** start PROVIDED MATERIAL **

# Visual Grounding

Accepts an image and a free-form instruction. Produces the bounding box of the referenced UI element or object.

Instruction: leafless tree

** end PROVIDED MATERIAL **
** start PROVIDED MATERIAL **

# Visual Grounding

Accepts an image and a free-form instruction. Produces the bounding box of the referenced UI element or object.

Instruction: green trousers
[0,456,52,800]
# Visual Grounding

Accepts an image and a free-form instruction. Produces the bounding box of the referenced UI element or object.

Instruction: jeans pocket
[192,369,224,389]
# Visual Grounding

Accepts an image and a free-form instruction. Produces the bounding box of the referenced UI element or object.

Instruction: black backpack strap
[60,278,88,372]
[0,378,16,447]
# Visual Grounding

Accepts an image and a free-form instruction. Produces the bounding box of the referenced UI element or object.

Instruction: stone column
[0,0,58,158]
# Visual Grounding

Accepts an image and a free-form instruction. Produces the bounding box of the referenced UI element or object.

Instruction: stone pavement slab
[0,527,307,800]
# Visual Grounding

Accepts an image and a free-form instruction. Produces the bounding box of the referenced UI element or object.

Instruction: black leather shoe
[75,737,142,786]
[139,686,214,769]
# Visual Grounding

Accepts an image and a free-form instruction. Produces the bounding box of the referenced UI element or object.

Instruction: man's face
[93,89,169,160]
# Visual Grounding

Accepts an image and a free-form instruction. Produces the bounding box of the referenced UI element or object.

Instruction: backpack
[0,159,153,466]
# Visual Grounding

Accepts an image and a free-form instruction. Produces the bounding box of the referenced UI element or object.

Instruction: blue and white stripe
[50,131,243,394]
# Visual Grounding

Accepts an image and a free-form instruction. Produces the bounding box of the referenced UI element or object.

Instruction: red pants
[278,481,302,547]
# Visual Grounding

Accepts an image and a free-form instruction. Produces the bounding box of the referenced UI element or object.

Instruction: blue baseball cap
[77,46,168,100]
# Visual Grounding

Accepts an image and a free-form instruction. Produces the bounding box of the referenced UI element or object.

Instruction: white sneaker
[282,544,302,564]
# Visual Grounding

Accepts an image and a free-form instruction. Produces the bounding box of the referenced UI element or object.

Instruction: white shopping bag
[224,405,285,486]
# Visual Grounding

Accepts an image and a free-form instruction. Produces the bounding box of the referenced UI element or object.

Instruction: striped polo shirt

** end PROVIDED MATERIAL **
** start PROVIDED MATERIAL **

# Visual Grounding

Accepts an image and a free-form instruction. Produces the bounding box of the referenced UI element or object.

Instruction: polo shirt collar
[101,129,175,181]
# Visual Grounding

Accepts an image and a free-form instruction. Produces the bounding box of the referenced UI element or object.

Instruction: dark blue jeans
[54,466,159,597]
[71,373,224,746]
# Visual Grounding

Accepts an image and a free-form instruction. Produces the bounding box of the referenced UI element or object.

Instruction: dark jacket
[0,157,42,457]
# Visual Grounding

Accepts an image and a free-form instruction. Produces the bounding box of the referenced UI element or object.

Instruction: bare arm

** end PROVIDED MATERIAL **

=== TASK INSTRUCTIONS ===
Count the lines in the material above that include the string "black", and reply with that number alone.

=== SOLUTION TO THE PROBLEM ===
2